## Begin RECORDS FOR THE TASK

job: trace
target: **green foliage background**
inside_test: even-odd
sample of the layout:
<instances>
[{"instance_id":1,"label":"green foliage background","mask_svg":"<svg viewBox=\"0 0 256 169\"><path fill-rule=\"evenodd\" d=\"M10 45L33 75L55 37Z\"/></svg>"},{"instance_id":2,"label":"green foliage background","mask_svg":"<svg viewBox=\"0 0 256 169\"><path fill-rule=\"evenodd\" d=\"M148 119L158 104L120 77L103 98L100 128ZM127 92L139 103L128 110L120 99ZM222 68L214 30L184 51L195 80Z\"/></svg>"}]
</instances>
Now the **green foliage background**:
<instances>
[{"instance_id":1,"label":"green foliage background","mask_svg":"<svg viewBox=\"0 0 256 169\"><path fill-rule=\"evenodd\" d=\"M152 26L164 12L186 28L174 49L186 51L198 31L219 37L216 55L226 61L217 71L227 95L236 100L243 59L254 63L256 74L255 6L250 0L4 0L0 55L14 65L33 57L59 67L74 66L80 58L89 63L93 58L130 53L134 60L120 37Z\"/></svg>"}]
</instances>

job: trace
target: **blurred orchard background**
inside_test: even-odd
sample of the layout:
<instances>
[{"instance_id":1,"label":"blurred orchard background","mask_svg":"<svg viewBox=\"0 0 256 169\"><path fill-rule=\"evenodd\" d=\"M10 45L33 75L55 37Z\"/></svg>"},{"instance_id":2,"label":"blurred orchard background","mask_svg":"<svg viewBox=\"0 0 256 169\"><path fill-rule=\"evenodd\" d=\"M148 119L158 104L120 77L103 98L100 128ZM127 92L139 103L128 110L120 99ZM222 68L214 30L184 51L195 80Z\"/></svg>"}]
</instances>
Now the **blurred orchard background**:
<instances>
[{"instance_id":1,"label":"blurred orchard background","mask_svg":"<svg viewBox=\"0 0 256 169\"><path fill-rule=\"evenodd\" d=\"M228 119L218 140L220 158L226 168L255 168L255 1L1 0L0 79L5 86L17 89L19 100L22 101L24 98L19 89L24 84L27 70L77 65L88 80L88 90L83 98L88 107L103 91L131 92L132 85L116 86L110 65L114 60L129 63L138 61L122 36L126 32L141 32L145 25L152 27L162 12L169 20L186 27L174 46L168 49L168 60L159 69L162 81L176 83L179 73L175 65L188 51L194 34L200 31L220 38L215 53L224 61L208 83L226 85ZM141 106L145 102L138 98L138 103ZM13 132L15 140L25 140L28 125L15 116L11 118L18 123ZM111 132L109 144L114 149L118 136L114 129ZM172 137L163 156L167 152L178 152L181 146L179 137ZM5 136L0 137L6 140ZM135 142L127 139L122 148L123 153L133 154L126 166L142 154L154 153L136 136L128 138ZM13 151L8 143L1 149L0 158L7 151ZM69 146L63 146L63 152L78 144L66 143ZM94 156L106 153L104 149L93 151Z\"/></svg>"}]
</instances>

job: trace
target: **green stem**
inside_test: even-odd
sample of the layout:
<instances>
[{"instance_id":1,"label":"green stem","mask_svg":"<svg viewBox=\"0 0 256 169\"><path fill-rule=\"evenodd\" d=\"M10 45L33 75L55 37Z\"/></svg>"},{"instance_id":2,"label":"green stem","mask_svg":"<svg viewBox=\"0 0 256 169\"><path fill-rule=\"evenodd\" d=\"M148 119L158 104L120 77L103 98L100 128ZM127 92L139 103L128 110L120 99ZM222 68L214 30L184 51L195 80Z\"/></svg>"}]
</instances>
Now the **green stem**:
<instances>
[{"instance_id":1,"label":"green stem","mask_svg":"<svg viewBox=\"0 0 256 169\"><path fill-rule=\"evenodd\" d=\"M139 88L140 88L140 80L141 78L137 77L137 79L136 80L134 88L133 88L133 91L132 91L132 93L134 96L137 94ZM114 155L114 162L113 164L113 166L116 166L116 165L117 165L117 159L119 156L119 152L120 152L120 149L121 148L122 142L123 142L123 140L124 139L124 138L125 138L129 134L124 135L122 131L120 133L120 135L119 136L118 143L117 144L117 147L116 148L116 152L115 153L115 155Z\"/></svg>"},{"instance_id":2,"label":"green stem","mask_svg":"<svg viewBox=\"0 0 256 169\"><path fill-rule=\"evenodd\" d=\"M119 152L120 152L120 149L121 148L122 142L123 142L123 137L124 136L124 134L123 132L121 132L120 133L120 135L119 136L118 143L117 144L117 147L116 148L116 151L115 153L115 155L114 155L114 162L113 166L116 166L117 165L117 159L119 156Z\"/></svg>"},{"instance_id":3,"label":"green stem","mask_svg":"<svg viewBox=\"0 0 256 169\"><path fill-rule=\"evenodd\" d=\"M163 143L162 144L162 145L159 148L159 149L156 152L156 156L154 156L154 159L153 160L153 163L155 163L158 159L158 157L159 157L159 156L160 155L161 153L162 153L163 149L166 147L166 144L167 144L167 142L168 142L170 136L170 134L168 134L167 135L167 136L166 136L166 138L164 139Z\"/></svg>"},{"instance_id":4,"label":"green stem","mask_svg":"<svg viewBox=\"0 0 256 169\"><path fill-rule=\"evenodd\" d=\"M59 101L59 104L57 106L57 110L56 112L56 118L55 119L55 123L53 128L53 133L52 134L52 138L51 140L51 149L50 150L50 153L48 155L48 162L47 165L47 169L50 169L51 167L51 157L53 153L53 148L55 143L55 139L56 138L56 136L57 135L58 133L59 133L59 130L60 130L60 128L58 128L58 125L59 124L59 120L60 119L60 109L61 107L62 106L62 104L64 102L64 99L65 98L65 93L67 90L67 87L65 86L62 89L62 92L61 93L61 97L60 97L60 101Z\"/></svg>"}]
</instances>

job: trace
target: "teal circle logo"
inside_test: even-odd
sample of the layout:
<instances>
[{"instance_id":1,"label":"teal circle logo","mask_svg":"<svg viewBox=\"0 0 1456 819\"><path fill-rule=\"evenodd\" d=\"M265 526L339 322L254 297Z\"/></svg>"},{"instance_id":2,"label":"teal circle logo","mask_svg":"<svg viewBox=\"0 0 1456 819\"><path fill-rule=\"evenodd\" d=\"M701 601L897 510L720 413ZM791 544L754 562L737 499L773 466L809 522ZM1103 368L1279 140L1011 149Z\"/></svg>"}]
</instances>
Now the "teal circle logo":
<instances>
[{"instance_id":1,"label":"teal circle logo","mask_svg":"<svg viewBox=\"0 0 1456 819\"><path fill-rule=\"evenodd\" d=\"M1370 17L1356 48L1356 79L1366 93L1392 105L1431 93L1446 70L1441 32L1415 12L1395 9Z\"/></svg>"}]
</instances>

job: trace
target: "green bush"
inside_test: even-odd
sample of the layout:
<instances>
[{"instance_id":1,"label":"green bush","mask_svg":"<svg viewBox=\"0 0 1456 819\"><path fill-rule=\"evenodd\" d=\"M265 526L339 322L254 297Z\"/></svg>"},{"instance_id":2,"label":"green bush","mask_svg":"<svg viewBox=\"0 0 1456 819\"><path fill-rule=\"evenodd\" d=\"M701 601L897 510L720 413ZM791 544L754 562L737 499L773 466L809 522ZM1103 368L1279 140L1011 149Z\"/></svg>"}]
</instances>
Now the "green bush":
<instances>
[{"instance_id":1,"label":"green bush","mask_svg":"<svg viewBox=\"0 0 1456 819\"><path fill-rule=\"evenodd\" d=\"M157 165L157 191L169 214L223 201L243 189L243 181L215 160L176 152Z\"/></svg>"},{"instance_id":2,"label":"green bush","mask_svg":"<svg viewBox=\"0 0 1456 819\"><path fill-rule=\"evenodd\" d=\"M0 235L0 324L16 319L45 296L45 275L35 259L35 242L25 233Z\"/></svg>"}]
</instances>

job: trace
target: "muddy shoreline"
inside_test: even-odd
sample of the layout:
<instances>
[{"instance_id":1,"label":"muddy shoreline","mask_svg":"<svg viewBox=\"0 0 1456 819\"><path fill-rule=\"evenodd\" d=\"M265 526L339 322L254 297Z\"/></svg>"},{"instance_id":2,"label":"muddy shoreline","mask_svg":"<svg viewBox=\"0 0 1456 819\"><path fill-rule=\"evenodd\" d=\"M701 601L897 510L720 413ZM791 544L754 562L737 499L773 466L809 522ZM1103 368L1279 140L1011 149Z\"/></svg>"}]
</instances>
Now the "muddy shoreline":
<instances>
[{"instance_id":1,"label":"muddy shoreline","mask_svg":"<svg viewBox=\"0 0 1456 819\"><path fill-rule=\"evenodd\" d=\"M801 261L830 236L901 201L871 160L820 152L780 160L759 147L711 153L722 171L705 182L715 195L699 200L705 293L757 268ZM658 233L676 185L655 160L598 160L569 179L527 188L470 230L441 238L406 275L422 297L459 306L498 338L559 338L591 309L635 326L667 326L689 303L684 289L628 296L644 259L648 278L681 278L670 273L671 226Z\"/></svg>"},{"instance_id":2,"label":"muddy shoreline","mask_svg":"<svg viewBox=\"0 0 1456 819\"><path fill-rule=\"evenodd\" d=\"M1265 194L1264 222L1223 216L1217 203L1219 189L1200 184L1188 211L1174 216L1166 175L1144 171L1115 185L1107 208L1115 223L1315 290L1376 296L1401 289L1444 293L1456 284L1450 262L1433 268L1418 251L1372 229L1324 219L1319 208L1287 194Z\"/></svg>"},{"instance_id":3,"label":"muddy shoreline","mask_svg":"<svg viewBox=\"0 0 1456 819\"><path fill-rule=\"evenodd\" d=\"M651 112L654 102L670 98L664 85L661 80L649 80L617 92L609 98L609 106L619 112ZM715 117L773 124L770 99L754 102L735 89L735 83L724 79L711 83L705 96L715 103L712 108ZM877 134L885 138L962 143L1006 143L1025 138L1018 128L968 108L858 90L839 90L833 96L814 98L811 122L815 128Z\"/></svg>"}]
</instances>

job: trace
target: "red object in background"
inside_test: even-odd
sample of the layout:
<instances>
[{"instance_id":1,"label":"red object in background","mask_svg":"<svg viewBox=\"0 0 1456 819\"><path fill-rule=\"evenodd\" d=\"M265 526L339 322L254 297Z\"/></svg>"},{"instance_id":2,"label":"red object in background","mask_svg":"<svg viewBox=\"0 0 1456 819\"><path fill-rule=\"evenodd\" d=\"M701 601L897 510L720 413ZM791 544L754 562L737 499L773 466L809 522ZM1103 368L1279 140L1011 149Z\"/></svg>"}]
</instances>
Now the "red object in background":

## End RECORDS FOR THE TASK

• WHAT IS EXPECTED:
Show every line in the data above that contains the string "logo".

• CORRECT OUTPUT:
target: "teal circle logo"
[{"instance_id":1,"label":"teal circle logo","mask_svg":"<svg viewBox=\"0 0 1456 819\"><path fill-rule=\"evenodd\" d=\"M265 526L339 322L254 297Z\"/></svg>"},{"instance_id":2,"label":"teal circle logo","mask_svg":"<svg viewBox=\"0 0 1456 819\"><path fill-rule=\"evenodd\" d=\"M701 601L897 510L720 413ZM791 544L754 562L737 499L773 466L809 522ZM1103 368L1279 140L1011 149Z\"/></svg>"}]
Now the "teal circle logo":
[{"instance_id":1,"label":"teal circle logo","mask_svg":"<svg viewBox=\"0 0 1456 819\"><path fill-rule=\"evenodd\" d=\"M1370 17L1356 48L1356 79L1366 93L1392 105L1431 93L1446 70L1441 32L1415 12L1395 9Z\"/></svg>"}]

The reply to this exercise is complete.